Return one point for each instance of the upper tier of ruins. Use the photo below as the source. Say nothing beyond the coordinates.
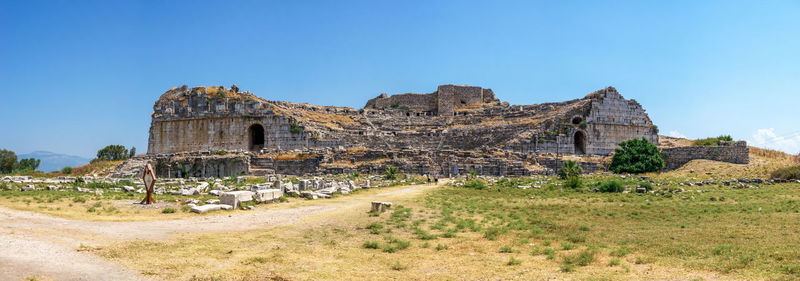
(457, 118)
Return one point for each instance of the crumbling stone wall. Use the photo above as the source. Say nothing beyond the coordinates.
(442, 102)
(200, 165)
(216, 118)
(613, 119)
(731, 152)
(199, 119)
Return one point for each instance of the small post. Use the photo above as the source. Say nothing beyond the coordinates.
(149, 179)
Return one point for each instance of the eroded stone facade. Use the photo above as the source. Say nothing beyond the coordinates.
(452, 130)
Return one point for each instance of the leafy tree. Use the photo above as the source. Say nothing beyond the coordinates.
(27, 164)
(611, 186)
(112, 152)
(637, 156)
(7, 161)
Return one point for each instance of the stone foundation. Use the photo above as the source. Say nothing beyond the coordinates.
(731, 152)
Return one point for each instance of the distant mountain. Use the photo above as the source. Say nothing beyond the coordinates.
(54, 161)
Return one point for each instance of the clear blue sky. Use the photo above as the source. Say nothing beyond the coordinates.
(78, 75)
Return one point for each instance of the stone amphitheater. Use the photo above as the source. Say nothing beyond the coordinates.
(218, 131)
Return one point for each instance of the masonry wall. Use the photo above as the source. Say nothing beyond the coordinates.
(613, 120)
(201, 166)
(737, 153)
(227, 133)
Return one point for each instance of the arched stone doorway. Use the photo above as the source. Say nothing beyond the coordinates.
(256, 132)
(579, 140)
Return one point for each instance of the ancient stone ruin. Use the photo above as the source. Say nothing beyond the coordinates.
(218, 131)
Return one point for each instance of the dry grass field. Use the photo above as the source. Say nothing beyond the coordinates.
(486, 229)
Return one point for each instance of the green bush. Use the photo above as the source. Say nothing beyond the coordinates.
(475, 184)
(646, 185)
(112, 152)
(637, 156)
(611, 186)
(712, 141)
(573, 182)
(371, 245)
(570, 169)
(788, 173)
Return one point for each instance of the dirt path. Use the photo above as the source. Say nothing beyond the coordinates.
(36, 244)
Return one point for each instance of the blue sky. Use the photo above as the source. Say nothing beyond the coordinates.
(78, 75)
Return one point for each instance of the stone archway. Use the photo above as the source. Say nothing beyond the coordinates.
(579, 140)
(256, 137)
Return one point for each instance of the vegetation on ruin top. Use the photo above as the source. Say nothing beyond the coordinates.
(712, 141)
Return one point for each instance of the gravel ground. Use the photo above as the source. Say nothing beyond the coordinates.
(33, 244)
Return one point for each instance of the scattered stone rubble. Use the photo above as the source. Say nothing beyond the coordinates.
(230, 197)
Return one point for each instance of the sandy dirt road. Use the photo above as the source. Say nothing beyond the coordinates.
(33, 244)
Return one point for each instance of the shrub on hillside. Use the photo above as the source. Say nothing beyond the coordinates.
(712, 141)
(637, 156)
(475, 184)
(611, 186)
(66, 170)
(112, 152)
(390, 173)
(788, 173)
(570, 169)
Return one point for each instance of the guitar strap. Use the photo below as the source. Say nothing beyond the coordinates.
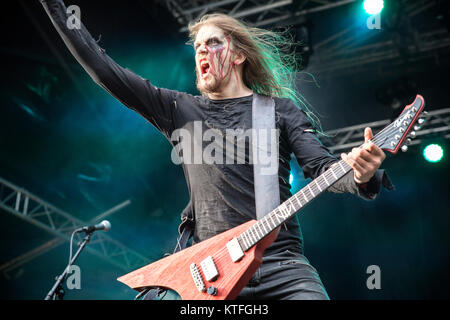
(267, 195)
(265, 146)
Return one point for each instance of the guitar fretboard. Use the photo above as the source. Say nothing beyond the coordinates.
(292, 205)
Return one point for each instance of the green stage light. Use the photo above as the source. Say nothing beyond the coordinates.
(433, 153)
(373, 6)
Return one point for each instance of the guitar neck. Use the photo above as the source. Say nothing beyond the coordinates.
(291, 206)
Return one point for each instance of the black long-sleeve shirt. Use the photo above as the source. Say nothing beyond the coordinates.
(222, 195)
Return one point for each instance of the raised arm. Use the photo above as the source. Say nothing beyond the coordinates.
(135, 92)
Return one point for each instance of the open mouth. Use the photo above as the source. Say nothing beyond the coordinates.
(204, 67)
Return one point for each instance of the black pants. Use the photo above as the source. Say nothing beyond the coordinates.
(285, 276)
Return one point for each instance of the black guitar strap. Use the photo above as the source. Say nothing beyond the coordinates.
(265, 155)
(267, 195)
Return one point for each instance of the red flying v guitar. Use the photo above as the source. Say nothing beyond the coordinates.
(218, 268)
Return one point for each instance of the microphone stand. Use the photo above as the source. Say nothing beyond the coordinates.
(57, 292)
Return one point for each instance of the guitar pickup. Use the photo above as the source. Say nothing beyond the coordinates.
(197, 277)
(235, 250)
(209, 269)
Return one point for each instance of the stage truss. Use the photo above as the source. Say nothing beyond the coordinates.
(437, 124)
(59, 223)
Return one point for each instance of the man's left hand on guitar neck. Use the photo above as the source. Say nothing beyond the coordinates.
(364, 160)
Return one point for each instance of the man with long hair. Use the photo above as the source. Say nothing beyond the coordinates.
(233, 62)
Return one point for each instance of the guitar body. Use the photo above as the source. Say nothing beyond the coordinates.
(173, 272)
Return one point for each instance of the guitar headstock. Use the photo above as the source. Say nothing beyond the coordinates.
(400, 132)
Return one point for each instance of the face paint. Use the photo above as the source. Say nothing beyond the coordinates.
(217, 53)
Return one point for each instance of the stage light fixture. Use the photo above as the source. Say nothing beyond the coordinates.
(373, 6)
(433, 153)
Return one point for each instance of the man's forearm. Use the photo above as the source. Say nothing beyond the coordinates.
(78, 40)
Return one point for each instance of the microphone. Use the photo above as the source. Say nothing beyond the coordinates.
(105, 225)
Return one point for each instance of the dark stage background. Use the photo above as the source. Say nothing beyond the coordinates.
(67, 141)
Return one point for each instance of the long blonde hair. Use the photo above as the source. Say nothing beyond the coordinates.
(270, 66)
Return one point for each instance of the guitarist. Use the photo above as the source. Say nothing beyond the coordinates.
(234, 61)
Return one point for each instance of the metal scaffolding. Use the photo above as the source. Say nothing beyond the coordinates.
(40, 213)
(343, 139)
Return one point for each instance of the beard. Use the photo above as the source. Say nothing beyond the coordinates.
(211, 84)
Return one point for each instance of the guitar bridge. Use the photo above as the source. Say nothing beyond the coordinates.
(197, 277)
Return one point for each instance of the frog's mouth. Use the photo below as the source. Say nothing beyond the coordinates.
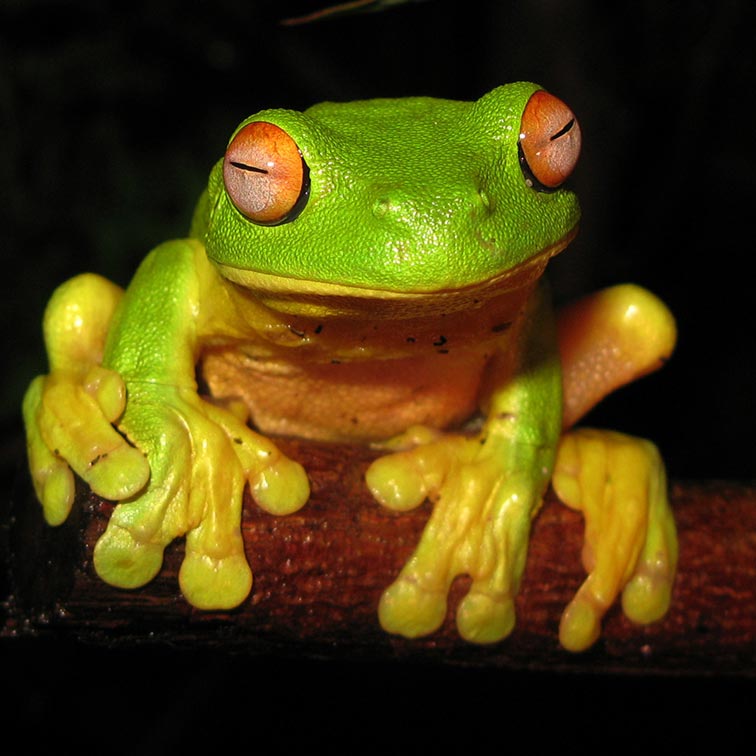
# # # # # # #
• Task requirements
Print all of the material above word for word, but leave out the pictures.

• Task response
Return one point for each instance of the upper tier of ruins. Use the photo below as the source. Say nothing beyond the coordinates.
(457, 118)
Return one point for each instance of the crumbling stone wall. Use the photo above as the source. Say nothing beyond the coordinates.
(442, 102)
(200, 165)
(216, 118)
(613, 119)
(731, 152)
(199, 119)
Return one point for each instance of the small post. Use the photo above as the source. Say nothing beyond the coordinates.
(149, 179)
Return one point for each instance of the eroded stone facade. Use the photo above as the source. Say nothing beyond the coordinates.
(452, 130)
Return one point for each instance of the leafy tree. Use the photo above as the source. Say nothing beyond the coordinates.
(27, 164)
(611, 186)
(112, 152)
(637, 156)
(7, 161)
Return one point for each instance of the stone foundation. Use the photo above as the source. Say nothing beyond the coordinates.
(731, 152)
Return one point for each instance of the distant mountain. Use the photo above as the source. Say nothing beyond the coordinates.
(54, 161)
Return one point for each instance of the clear blue sky. Use the photo above as the source. Say nothing beyond the coordinates.
(78, 75)
Return one point for each instance of the stone amphitheater. Use the photo above as the source. Say nothing beyond the coordinates.
(218, 131)
Return one point for each instance of the masonry wall. Use the photo above as the source. Say nothing beyond the coordinates.
(613, 120)
(201, 166)
(737, 153)
(227, 133)
Return one point for each instance of the arched stone doorway. Use the photo above as the source. Say nothing beyond the coordinates.
(256, 132)
(579, 140)
Return one point for each instance of the ancient stone ruin. Use the photo above as the source. Say nothing beyond the coordinates.
(218, 131)
Return one point for each instance of the dry grass field. Use the photo above as the source. Say nothing beyond the coordinates.
(486, 229)
Return one point for each instance of the green bush. Use the photo above as the source. Say nothing beyond the coordinates.
(475, 184)
(646, 185)
(112, 152)
(637, 156)
(611, 186)
(712, 141)
(573, 182)
(371, 245)
(570, 169)
(788, 173)
Return one point for each instance of the dirt path. Use the photo above as the source. Say nothing beyond the coordinates.
(36, 244)
Return one point for each instance of the blue sky. Use the photo above as the source. Say nothing beyond the coordinates.
(78, 75)
Return one point for each instance of the stone archway. Use the photo above as the source. Say nothing beyond the coordinates.
(579, 140)
(256, 137)
Return one point for each instance of the vegetation on ruin top. Use the photo above as the source. Say nothing beyond the coordinates.
(712, 141)
Return one point for each instance of the gravel ground. Use the photo above as the source. Say nothing beyond the coordinates.
(33, 244)
Return one point for each instance of the scattered stone rubble. Use the photo above as the source. Say nothing beyond the coordinates.
(230, 197)
Return one point for each instance of the sandy dirt road. Use the photo above as the source. Say nothing beyond the coordinates.
(33, 244)
Return one point for each instance of the shrub on hillside. Use the photo above as the source. Say nothing beyond the coordinates.
(712, 141)
(637, 156)
(475, 184)
(611, 186)
(66, 170)
(112, 152)
(390, 173)
(788, 173)
(570, 169)
Return one point for each instance of the guitar strap. Use the photo below as the source. Say nothing beyond the coordinates.
(267, 195)
(265, 146)
Return one point for each instance of the guitar fretboard. Use the photo above as the source. Say nothing beyond the coordinates.
(292, 205)
Return one point for each instance of the green stage light. Use the photo above as the source. Say nothing beyond the coordinates.
(433, 153)
(373, 6)
Return one point for each instance of the guitar neck. Use the photo above as the source. Say nothing beyond the coordinates.
(291, 206)
Return one point for each instance of the black long-sleeve shirt. Use the photo above as the source. Say nothing beyond the coordinates.
(222, 195)
Return one point for each instance of the raised arm. Use the photo above as the source. Say nothing beyond the coordinates.
(135, 92)
Return one point for each instance of the open mouth. Use the photo above as the source. Say nothing beyond the coordinates.
(204, 67)
Return one point for each instance of the black pants. Use the photo above as the source. Say nothing beyond the coordinates.
(285, 276)
Return one point for each instance of the black guitar strap. Use the photo above as the source. Say nothing beyond the coordinates.
(265, 155)
(267, 195)
Return one point for each instance of the red flying v guitar. Use the photo above as the source. Say nothing beyond the coordinates.
(218, 268)
Return one point for each instance of the microphone stand. Use the photo above as the source. Say nothing beyond the coordinates.
(57, 292)
Return one point for each instance of the guitar pickup. Use the photo above as the source. Say nothing beyond the coordinates.
(197, 277)
(235, 250)
(209, 269)
Return one point for each instance of the stage truss. Use the photo above as the source. Say nothing beyond the coordinates.
(437, 124)
(59, 223)
Return one point for each instance of the man's left hand on guitar neck. Use the photo above as the source. Say nothing beyond the coordinates.
(364, 160)
Return one point for each instance of the man with long hair. Use the photo above as the source. Say nothing beyond the coordinates.
(233, 62)
Return one point for each instance of the guitar body. Use the photo above as the source. Say nothing beyond the coordinates.
(173, 272)
Return one point for each instance of the guitar headstock. Use the photo above as the source. Say nothing beyond the coordinates.
(400, 132)
Return one point for each instance of the face paint. Use the photo above as the source. Say nothing beyond the coordinates.
(217, 53)
Return one point for each instance of the stage light fixture. Use the photo above as the source. Say nothing beyond the coordinates.
(373, 6)
(433, 153)
Return one point for each instance of the man's forearm. Use the photo above as the source. Say nothing beyond the coordinates.
(78, 40)
Return one point for each instance of the microphone. Use the photo above as the source. Say nothing beyond the coordinates.
(105, 225)
Return one point for each instance of the dark stage background. Use the photo above as the source. Say nothing beyond the coordinates.
(67, 141)
Return one point for each instance of the long blonde hair. Use the photo above as the source. Say nothing beyond the coordinates.
(270, 66)
Return one point for each instance of the guitarist. Use the photo above as the source. Say nothing beyond the coordinates.
(234, 61)
Return one point for each instance of the metal scaffolding. Use the photo above as the source. Say nothing beyond the coordinates.
(40, 213)
(343, 139)
Return one point for each instance of the beard. Use the photo above as the source. Say nothing beyond the coordinates.
(211, 84)
Return one point for each instance of the guitar bridge. Use the photo above as the source. Say nothing beyond the coordinates.
(197, 277)
Return one point for each instance of the frog's mouth. Use the photo below as the source. Say nothing beyond the coordinates.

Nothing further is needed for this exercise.